(DATASET ENTRIES begins)

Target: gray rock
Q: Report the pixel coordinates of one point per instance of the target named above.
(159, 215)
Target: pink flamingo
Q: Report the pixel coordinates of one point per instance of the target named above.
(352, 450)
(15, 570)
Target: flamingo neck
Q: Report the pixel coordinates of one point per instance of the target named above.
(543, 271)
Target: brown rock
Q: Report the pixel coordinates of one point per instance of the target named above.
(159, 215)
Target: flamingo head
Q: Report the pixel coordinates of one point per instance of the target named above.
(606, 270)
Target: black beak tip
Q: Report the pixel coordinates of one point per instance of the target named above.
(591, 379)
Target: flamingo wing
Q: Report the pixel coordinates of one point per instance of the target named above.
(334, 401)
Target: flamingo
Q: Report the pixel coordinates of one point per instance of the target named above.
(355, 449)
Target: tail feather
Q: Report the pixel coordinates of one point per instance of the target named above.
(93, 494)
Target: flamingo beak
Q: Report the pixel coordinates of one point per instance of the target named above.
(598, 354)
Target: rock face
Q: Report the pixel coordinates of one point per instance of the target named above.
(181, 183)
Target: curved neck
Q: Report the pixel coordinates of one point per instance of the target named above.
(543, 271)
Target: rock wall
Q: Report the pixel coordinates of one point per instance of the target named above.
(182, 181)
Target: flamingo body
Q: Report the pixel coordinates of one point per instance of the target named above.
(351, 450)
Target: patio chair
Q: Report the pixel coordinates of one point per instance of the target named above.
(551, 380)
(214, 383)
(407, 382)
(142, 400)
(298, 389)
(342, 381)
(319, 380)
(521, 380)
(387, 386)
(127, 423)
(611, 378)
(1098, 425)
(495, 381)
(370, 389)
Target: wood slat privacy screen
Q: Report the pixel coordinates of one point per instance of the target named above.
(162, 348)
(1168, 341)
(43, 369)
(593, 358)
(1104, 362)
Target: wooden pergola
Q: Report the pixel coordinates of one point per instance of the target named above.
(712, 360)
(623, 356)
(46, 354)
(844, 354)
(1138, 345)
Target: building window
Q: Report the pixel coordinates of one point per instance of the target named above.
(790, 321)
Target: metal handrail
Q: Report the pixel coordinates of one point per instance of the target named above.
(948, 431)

(DATASET ENTRIES ends)

▸ **WORK REQUIRED**:
The total of lines in the data that contain "rock" is all you should give.

▸ **ANSWER SPACE**:
4